[Start Quoted text]
One view of Paul’s relationship to those in the church before him that is resurrected every twenty years or so claims that Paul is the inventor of “Christianity” or that Paul is the one who invented the divine Christ; before him, the church had simply followed the ethical teaching of a human Jesus. Among the more recent such works are those of Hyam Maccoby (The Mythmaker: Paul and the Invention of Christianity, 1987), Barrie Wilson (How Jesus Became Christian, 2008), and James Tabor (Paul and Jesus: How the Apostle Transformed Christianity, 2012). Modern versions of this thesis go back at least as far as Joseph Klausner (1943), and before him to Adolf Harnack and William Wrede. A similar view of Paul’s relationship to the earlier and non-Pauline branches of the church appears in scholars who see the Q community or others holding to the teaching of Jesus without the christological and soteriological beliefs of the later (post-Pauline) church.1
It is interesting to note that when Wrede called Paul “the second founder of Christianity,” he meant it as a compliment.2 He meant that Paul turned the church into a universal religion. What Wrede claimed as something good has become an accusation in those who now claim that Paul invented Christianity.3 The tales of how Paul single-handedly took over the church have become more elaborate in these recent claims. The tone and methods of these works are more those of conspiracy theory writings than those of careful history.
In this chapter we will review some aspects of these studies. We begin by looking at some assertions of those who contend that Paul invented Christianity. They identify a number of things about Paul and his teachings that they claim are shocking. We will then make some observations about the methods of historical research they employ. The brief glimpses at these studies will help clear the table before we begin to explore whether or how Paul is dependent on earlier church teaching. We will survey the diversity of views within the early church that Paul’s letters evidence. Finally in this chapter we will set out a method for identifying preformed material in Paul’s letters. This method will guide the work in the rest of the study to try to see what beliefs were held by those outside Paul’s influence.
Assertions That Paul Invented Christianity
The assertion that the religion of Paul was not the religion of Jesus is often claimed to be a radical and hidden idea.4 This claim is correct in many ways and not surprising. Jesus was never a Christian and was never a member of the church. The church does not begin until some followers of Jesus experience his resurrection and then have the experience of feeling that the risen Christ is in some way facilitating the presence of God in their midst. The church is composed of those who believe that God vindicated the message and ministry of Jesus through the resurrection. Even by the Gospel accounts, no one believed this before Jesus was crucified. The rest of this book will help one see what kinds of claims this experience led them to make about Jesus. Of course, in the earliest days all church members remained observant Jews. They saw no contradiction between making claims about what God had done in Christ and being faithful Jews.
There is now debate among Pauline scholars about how long the church continued to see itself as a group wholly within Judaism. Some contend that Paul’s churches, which had mostly gentile members, continued to be a subgroup within the local synagogues at least as long as Paul was alive. Even if many of those churches were separate from the local synagogues, as I think they were, Jewish members of those churches would have remained members of their synagogues. The list of troubles Paul says he endured in 2 Cor 11:21b–29 includes chastisements received from synagogue authorities. He continues to submit to the authority of synagogue officials even as he is a missionary of the church. So while Paul is a member of the church and Jesus never was, Paul maintains, at least in some ways, his observance of Judaism. So both Jesus and Paul were adherents of Judaism, but only Paul was a church member. Paul is, then, a member of a different religious movement than Jesus, even though both were observant Jews.
[End Quoted text]
**Tasks**
1. In the passage about Paul, why does the author say Paul belongs to a different religious movement than Jesus, even though both were observant Jews? Answer in one to three sentences.
2. Answer these questions from the passage about Paul:
(a) Which scholar does it name as an early source of modern versions of the thesis, writing in 1943?
(b) What did Wrede mean when he called Paul "the second founder of Christianity"?
(c) Which passage in 2 Corinthians lists troubles that include chastisements from synagogue authorities?
The entries are separate material, unrelated to the passage about Paul.
[Start Supplied entries]
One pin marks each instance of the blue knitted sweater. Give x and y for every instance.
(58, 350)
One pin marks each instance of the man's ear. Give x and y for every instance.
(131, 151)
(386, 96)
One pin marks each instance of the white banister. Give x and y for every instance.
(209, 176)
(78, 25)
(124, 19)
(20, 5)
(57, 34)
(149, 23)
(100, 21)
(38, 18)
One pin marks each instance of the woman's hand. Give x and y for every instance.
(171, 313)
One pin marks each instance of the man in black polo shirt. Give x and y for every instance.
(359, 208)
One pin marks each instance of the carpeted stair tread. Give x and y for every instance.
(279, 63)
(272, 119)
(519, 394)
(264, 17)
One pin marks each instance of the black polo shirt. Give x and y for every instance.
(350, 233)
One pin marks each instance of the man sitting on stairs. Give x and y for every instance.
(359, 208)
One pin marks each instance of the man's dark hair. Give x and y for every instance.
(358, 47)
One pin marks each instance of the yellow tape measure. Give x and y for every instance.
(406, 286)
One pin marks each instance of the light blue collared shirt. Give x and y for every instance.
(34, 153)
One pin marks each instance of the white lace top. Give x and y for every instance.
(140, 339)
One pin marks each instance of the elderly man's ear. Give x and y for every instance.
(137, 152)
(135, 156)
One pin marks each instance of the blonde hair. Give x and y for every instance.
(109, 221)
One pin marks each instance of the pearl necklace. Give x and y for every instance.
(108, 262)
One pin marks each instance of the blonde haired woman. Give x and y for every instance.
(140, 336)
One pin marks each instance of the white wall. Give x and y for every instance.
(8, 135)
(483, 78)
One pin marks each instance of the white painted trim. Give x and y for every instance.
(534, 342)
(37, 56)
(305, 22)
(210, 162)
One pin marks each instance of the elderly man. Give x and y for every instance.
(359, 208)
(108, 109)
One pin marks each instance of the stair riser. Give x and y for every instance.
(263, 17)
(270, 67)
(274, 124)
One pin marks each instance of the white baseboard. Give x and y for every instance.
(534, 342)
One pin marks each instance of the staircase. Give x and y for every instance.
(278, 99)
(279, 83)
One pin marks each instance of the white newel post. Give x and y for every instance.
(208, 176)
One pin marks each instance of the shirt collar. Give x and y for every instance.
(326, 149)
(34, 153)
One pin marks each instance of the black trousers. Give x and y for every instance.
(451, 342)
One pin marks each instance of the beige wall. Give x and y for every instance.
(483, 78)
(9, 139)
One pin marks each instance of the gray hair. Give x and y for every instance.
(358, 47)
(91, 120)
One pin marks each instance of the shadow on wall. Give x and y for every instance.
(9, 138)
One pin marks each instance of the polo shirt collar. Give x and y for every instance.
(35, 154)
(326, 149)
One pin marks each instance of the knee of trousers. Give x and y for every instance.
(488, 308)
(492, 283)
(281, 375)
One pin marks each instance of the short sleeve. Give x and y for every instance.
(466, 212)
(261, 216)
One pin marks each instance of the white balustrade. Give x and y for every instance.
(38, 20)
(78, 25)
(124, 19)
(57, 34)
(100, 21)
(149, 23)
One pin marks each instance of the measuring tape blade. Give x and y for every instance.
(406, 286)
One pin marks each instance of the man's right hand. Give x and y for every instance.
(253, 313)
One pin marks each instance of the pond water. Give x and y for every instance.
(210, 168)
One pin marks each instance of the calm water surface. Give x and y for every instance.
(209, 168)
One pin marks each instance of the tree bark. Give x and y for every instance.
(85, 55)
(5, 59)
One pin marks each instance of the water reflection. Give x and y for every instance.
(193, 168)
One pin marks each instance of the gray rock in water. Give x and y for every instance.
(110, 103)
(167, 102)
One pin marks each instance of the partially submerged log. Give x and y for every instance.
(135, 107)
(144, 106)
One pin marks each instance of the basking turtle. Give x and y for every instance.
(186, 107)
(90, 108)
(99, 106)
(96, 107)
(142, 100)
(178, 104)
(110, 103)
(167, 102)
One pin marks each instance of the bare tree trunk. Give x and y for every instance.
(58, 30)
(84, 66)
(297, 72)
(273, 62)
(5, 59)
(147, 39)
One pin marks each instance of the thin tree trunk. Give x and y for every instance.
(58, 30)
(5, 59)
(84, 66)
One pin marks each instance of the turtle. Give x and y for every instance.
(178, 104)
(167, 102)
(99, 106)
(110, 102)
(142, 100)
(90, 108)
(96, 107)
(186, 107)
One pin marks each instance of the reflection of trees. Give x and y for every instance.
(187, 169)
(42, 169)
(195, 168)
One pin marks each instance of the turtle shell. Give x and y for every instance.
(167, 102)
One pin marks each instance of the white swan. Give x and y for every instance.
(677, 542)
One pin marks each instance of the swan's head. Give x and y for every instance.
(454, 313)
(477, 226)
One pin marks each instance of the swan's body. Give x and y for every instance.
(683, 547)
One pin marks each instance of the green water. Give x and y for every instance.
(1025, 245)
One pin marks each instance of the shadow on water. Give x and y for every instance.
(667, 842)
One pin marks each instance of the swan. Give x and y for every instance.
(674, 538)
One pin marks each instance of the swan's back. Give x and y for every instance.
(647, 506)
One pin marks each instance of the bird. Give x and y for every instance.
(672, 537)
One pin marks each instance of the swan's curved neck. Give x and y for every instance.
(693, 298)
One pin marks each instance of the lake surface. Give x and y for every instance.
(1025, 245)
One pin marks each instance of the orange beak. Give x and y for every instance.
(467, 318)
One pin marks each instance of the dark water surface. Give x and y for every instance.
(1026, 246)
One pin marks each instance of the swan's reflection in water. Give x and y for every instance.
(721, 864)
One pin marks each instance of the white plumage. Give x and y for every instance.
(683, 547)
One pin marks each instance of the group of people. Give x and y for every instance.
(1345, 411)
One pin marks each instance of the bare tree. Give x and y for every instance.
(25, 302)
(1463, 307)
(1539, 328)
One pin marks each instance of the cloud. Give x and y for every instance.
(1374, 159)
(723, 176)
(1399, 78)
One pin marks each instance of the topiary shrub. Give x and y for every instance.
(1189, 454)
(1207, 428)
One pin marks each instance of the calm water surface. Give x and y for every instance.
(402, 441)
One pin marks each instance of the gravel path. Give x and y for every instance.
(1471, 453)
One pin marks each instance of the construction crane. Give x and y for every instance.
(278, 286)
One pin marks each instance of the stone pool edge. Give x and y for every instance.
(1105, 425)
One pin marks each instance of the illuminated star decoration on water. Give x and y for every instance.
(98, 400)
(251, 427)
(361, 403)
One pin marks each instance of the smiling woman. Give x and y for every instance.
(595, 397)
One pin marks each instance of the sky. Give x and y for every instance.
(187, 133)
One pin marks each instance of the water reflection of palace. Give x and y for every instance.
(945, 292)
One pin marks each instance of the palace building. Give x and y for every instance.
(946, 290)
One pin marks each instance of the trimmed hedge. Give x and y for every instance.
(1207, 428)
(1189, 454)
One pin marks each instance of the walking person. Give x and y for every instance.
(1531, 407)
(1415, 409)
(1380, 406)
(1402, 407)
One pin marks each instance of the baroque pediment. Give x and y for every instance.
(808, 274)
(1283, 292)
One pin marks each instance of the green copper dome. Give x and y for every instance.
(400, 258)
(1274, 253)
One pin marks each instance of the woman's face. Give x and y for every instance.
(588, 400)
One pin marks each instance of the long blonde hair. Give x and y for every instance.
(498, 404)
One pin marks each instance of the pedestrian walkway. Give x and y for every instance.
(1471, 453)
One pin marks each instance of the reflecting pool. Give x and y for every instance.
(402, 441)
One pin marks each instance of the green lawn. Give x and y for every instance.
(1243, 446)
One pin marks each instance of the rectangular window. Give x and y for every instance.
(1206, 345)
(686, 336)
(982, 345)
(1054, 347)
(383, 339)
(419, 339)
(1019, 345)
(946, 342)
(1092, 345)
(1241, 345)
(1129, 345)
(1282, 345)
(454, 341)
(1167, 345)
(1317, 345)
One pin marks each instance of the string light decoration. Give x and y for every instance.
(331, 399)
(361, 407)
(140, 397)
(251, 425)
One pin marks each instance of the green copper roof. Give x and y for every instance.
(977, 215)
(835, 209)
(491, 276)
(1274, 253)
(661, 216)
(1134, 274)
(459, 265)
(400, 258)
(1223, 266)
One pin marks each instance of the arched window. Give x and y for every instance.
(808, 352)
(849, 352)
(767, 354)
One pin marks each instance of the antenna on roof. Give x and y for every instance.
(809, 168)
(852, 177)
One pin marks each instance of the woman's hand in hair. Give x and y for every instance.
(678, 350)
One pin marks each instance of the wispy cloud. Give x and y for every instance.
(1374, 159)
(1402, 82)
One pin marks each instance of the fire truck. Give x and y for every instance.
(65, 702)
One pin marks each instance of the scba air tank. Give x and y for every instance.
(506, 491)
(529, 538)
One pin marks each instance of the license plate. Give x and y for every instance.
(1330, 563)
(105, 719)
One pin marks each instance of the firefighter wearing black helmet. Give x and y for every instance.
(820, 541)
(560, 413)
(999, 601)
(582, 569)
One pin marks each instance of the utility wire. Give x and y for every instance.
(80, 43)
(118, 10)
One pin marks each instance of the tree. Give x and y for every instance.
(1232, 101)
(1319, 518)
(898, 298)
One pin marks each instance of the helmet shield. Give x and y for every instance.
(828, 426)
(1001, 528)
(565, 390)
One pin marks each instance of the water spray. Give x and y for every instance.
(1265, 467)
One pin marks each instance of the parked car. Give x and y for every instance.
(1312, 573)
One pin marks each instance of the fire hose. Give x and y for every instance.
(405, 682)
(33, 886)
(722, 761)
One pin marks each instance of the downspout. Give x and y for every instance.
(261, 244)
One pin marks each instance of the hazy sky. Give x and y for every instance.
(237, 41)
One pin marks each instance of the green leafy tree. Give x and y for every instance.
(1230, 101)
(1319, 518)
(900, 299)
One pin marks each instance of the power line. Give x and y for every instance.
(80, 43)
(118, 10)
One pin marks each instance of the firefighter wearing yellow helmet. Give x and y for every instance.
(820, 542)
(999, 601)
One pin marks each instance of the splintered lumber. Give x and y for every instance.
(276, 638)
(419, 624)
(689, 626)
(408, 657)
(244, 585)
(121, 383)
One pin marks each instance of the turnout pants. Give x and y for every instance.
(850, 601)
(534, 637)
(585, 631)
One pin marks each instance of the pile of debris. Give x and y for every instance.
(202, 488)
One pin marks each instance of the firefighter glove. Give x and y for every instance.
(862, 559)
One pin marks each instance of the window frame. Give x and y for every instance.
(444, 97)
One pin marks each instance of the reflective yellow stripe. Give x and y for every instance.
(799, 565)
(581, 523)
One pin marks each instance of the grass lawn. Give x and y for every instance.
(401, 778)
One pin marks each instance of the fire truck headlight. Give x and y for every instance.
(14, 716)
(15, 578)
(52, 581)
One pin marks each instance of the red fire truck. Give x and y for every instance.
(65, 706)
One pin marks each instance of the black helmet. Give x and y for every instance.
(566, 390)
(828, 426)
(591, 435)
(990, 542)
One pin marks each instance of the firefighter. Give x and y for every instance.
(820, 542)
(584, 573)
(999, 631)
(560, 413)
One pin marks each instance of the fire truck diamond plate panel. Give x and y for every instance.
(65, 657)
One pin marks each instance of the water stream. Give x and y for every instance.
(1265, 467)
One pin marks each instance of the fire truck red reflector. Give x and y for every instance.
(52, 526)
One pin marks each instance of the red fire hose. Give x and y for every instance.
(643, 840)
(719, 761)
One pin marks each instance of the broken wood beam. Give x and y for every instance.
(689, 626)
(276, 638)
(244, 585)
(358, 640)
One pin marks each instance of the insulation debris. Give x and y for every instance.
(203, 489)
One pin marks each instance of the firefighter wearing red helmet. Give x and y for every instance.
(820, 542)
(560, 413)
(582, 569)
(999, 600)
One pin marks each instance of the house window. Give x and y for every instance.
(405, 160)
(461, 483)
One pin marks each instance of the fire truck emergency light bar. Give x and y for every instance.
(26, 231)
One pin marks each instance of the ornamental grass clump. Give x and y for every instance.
[End Supplied entries]
**Responses to the tasks**
1. Paul was a member of the church, and Jesus never was. The church began only after some of Jesus's followers experienced his resurrection and came to believe that God had vindicated his message and ministry through it. So both adhered to Judaism, but only Paul was a church member.

2.
(a) Joseph Klausner.
(b) He meant that Paul turned the church into a universal religion.
(c) 2 Cor 11:21b–29.